Directions: Locate each line of the listing below that contains the string "rings" and copy those lines out. The match is case-sensitive.

Record extracts:
********

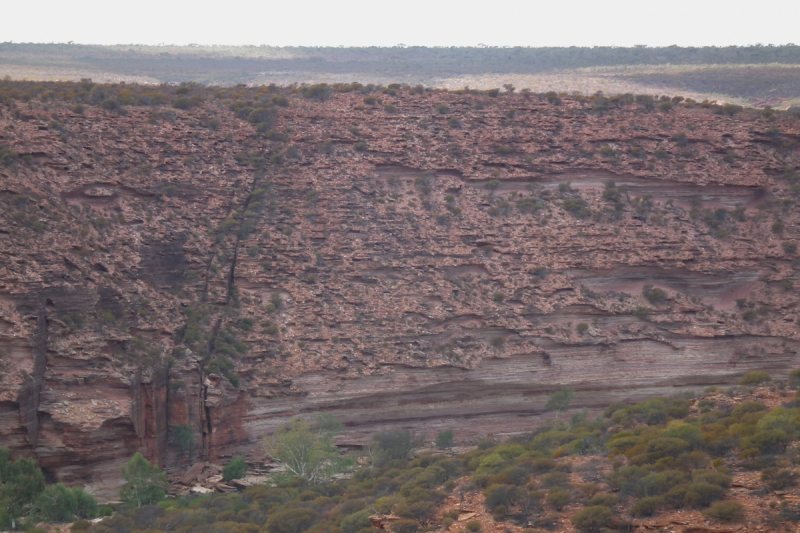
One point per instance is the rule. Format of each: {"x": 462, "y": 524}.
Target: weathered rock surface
{"x": 444, "y": 273}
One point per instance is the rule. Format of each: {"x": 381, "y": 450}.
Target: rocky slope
{"x": 420, "y": 260}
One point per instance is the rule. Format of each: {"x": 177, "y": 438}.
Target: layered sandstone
{"x": 420, "y": 267}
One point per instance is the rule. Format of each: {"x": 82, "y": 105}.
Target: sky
{"x": 409, "y": 22}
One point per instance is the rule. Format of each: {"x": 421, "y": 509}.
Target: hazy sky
{"x": 410, "y": 22}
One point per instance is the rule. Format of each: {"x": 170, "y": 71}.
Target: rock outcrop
{"x": 445, "y": 261}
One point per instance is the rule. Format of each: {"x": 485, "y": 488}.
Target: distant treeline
{"x": 226, "y": 64}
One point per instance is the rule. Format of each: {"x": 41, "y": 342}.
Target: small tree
{"x": 145, "y": 483}
{"x": 560, "y": 401}
{"x": 302, "y": 452}
{"x": 236, "y": 469}
{"x": 57, "y": 503}
{"x": 21, "y": 481}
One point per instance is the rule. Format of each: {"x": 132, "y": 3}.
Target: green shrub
{"x": 291, "y": 520}
{"x": 395, "y": 443}
{"x": 654, "y": 295}
{"x": 558, "y": 498}
{"x": 702, "y": 494}
{"x": 421, "y": 511}
{"x": 605, "y": 500}
{"x": 726, "y": 512}
{"x": 473, "y": 526}
{"x": 236, "y": 469}
{"x": 355, "y": 522}
{"x": 592, "y": 519}
{"x": 405, "y": 526}
{"x": 647, "y": 506}
{"x": 445, "y": 439}
{"x": 80, "y": 525}
{"x": 755, "y": 377}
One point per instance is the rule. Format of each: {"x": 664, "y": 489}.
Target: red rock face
{"x": 427, "y": 267}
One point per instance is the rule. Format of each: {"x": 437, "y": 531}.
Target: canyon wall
{"x": 423, "y": 260}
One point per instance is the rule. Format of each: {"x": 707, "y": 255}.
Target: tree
{"x": 560, "y": 401}
{"x": 302, "y": 452}
{"x": 236, "y": 469}
{"x": 21, "y": 481}
{"x": 145, "y": 483}
{"x": 57, "y": 503}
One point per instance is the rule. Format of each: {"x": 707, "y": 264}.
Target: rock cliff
{"x": 420, "y": 260}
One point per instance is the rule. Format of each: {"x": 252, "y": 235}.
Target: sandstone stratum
{"x": 227, "y": 259}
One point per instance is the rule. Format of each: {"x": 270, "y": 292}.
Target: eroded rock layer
{"x": 445, "y": 261}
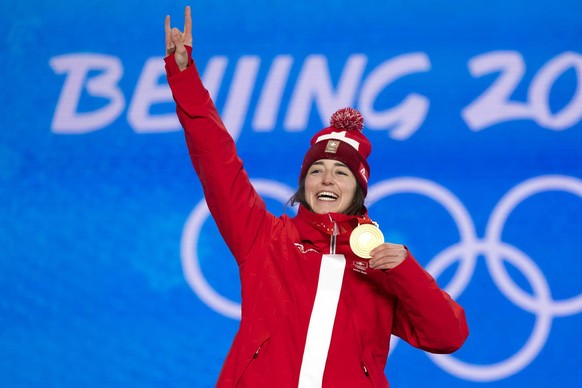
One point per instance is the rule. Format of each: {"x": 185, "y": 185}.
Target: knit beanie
{"x": 343, "y": 141}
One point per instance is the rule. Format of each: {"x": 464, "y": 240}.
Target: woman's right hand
{"x": 176, "y": 39}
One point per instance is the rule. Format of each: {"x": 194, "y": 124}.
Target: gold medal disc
{"x": 364, "y": 239}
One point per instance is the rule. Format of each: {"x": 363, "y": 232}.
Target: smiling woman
{"x": 313, "y": 313}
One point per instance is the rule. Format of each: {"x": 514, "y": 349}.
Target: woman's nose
{"x": 327, "y": 178}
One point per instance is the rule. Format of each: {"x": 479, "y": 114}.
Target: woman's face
{"x": 330, "y": 186}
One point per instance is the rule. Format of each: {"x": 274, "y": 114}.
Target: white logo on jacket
{"x": 303, "y": 250}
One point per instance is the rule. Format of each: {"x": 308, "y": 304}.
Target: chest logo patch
{"x": 360, "y": 266}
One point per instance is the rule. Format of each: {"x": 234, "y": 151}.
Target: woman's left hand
{"x": 387, "y": 256}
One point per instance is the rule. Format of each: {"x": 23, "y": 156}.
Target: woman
{"x": 313, "y": 313}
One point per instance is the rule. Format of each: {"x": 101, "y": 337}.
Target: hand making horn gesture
{"x": 176, "y": 39}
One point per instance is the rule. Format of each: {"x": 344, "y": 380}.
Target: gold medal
{"x": 364, "y": 239}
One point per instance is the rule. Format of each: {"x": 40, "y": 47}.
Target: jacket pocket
{"x": 253, "y": 360}
{"x": 366, "y": 373}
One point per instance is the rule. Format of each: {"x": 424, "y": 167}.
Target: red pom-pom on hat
{"x": 344, "y": 141}
{"x": 348, "y": 119}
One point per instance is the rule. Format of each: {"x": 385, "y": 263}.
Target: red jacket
{"x": 313, "y": 313}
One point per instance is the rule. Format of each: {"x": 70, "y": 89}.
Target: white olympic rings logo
{"x": 470, "y": 247}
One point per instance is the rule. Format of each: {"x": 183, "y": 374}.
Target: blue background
{"x": 92, "y": 286}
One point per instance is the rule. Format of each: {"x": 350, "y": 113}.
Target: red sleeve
{"x": 425, "y": 316}
{"x": 237, "y": 209}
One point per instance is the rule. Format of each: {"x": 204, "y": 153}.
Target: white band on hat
{"x": 340, "y": 136}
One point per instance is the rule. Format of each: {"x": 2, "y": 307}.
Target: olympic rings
{"x": 540, "y": 302}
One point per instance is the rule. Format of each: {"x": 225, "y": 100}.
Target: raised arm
{"x": 237, "y": 209}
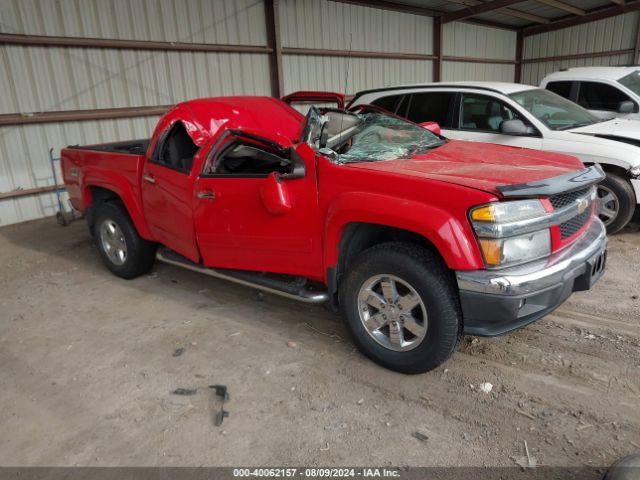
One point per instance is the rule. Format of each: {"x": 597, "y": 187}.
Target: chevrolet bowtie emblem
{"x": 582, "y": 206}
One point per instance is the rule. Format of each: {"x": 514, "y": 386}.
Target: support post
{"x": 437, "y": 49}
{"x": 519, "y": 54}
{"x": 272, "y": 18}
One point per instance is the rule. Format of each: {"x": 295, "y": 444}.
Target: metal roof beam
{"x": 592, "y": 16}
{"x": 394, "y": 7}
{"x": 468, "y": 12}
{"x": 565, "y": 7}
{"x": 506, "y": 11}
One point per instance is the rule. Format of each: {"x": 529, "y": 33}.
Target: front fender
{"x": 120, "y": 186}
{"x": 451, "y": 236}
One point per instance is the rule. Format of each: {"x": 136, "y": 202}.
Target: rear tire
{"x": 616, "y": 202}
{"x": 412, "y": 339}
{"x": 122, "y": 249}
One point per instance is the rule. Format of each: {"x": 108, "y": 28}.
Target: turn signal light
{"x": 483, "y": 214}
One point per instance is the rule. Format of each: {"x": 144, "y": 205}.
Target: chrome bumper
{"x": 497, "y": 301}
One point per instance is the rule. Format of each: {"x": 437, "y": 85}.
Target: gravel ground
{"x": 88, "y": 368}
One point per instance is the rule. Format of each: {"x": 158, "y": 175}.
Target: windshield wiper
{"x": 575, "y": 125}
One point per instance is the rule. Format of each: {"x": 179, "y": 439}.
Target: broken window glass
{"x": 367, "y": 137}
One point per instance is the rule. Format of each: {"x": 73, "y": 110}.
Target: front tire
{"x": 616, "y": 202}
{"x": 122, "y": 249}
{"x": 401, "y": 307}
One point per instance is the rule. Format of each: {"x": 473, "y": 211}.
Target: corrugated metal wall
{"x": 340, "y": 26}
{"x": 466, "y": 40}
{"x": 41, "y": 79}
{"x": 611, "y": 34}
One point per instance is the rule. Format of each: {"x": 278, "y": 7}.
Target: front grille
{"x": 564, "y": 199}
{"x": 570, "y": 227}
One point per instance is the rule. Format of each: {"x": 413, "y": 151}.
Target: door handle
{"x": 206, "y": 194}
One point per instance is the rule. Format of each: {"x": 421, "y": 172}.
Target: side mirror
{"x": 626, "y": 107}
{"x": 275, "y": 194}
{"x": 515, "y": 127}
{"x": 431, "y": 126}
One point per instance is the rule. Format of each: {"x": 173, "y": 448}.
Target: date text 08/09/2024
{"x": 316, "y": 472}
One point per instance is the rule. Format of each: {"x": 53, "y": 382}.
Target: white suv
{"x": 530, "y": 117}
{"x": 607, "y": 92}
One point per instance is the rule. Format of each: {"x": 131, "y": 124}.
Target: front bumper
{"x": 498, "y": 301}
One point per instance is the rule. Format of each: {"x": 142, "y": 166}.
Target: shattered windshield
{"x": 366, "y": 137}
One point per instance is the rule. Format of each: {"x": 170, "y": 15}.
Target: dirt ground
{"x": 88, "y": 367}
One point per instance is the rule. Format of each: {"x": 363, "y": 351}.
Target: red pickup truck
{"x": 416, "y": 239}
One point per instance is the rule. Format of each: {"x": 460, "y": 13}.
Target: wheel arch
{"x": 96, "y": 193}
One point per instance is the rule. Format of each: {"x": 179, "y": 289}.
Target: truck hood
{"x": 481, "y": 166}
{"x": 620, "y": 129}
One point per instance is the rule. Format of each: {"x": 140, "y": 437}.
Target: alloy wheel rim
{"x": 392, "y": 312}
{"x": 113, "y": 242}
{"x": 608, "y": 205}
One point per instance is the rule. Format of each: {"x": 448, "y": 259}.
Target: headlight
{"x": 502, "y": 244}
{"x": 508, "y": 211}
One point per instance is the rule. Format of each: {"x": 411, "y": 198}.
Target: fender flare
{"x": 454, "y": 240}
{"x": 122, "y": 188}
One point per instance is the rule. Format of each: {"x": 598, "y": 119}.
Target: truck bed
{"x": 116, "y": 166}
{"x": 131, "y": 147}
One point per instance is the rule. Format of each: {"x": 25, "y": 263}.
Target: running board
{"x": 292, "y": 290}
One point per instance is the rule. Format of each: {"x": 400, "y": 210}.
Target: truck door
{"x": 167, "y": 189}
{"x": 256, "y": 207}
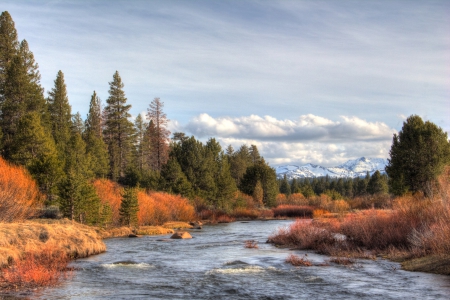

********

Finished exercise:
Target: white olympic rings logo
Target: olympic rings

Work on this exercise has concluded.